# AANGELEVERDE TEKST:
------

Bijgewerkte tekst, bijgewerkt t/m nr. 7 (nota van wijziging d.d. 22 maart 2024) - Wijziging van de Omgevingswet en de Gaswet in verband met gemeentelijke instrumenten voor de warmtetransitie in de gebouwde omgeving (Wet gemeentelijke instrumenten warmtetransitie) - Hoofdinhoud
Deze bijgewerkte tekst is onder nr. 7 toegevoegd aan wetsvoorstel 36387 - Wet gemeentelijke instrumenten warmtetransitie i.

------

# GEËXTRAHEERDE GEGEVENS:
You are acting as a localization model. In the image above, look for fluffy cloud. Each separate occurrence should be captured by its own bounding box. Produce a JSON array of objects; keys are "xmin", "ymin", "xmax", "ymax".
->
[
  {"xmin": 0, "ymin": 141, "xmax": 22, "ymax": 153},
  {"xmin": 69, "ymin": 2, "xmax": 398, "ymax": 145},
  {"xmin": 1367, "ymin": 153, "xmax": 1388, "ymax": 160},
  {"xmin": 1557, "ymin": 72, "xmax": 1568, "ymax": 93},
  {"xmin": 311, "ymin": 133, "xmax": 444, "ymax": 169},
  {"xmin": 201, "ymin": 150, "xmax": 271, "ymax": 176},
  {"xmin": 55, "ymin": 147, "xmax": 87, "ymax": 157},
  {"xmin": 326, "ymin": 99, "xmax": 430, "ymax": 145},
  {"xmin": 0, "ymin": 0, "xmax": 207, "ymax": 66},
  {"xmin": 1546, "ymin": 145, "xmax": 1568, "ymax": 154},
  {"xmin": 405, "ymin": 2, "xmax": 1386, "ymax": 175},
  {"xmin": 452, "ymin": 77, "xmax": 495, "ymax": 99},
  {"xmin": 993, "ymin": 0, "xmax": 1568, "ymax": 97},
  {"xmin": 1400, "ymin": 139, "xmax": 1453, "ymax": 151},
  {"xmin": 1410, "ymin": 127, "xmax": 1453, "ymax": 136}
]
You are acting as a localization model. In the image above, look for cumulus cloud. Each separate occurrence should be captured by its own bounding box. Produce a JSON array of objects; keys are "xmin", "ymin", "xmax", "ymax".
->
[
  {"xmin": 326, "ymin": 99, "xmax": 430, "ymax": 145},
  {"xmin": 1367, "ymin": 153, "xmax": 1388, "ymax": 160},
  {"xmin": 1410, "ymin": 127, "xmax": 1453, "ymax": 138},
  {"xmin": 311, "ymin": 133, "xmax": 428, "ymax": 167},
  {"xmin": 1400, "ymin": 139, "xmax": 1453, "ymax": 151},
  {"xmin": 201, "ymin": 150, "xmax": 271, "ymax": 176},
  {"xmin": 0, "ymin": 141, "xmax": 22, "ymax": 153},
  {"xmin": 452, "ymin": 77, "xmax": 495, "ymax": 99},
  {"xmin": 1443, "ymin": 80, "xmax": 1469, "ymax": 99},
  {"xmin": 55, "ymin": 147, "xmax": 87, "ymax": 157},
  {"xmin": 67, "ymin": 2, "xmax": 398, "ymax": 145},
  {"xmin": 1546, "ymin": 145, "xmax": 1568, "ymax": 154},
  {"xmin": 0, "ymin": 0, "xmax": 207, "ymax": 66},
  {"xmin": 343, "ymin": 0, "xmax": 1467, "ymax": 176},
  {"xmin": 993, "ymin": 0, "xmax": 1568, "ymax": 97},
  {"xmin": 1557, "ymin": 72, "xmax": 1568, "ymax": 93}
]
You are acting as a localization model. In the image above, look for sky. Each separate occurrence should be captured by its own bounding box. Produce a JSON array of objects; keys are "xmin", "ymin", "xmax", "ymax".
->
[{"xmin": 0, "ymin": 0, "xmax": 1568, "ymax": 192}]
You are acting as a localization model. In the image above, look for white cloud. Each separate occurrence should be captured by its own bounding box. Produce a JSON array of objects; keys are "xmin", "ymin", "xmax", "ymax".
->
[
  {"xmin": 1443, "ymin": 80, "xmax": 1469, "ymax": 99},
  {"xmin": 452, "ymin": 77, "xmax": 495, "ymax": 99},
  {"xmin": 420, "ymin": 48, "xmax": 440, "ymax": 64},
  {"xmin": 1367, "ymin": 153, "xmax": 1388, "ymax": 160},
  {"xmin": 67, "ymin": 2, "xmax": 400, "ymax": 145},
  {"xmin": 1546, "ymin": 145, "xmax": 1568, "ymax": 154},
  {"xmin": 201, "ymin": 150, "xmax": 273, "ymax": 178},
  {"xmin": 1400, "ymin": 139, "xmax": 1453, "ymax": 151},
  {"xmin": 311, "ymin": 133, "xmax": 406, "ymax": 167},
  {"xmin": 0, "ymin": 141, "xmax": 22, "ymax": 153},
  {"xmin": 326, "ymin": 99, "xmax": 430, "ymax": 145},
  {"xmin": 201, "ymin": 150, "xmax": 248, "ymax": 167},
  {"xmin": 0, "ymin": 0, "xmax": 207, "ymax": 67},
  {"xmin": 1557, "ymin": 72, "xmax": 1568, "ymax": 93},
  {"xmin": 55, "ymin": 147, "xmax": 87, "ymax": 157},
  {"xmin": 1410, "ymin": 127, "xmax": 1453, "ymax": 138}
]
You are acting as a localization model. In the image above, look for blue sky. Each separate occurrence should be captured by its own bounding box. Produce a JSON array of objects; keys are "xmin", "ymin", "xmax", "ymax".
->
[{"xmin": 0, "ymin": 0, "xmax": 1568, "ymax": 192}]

------

# SCHRIFTELIJKE OPDRACHT:
Herhaal de tekst over de Wet gemeentelijke instrumenten warmtetransitie volledig en woord voor woord. Ga uitsluitend uit van de tekst.

# ANTWOORD:
Bijgewerkte tekst, bijgewerkt t/m nr. 7 (nota van wijziging d.d. 22 maart 2024) - Wijziging van de Omgevingswet en de Gaswet in verband met gemeentelijke instrumenten voor de warmtetransitie in de gebouwde omgeving (Wet gemeentelijke instrumenten warmtetransitie) - Hoofdinhoud
Deze bijgewerkte tekst is onder nr. 7 toegevoegd aan wetsvoorstel 36387 - Wet gemeentelijke instrumenten warmtetransitie i.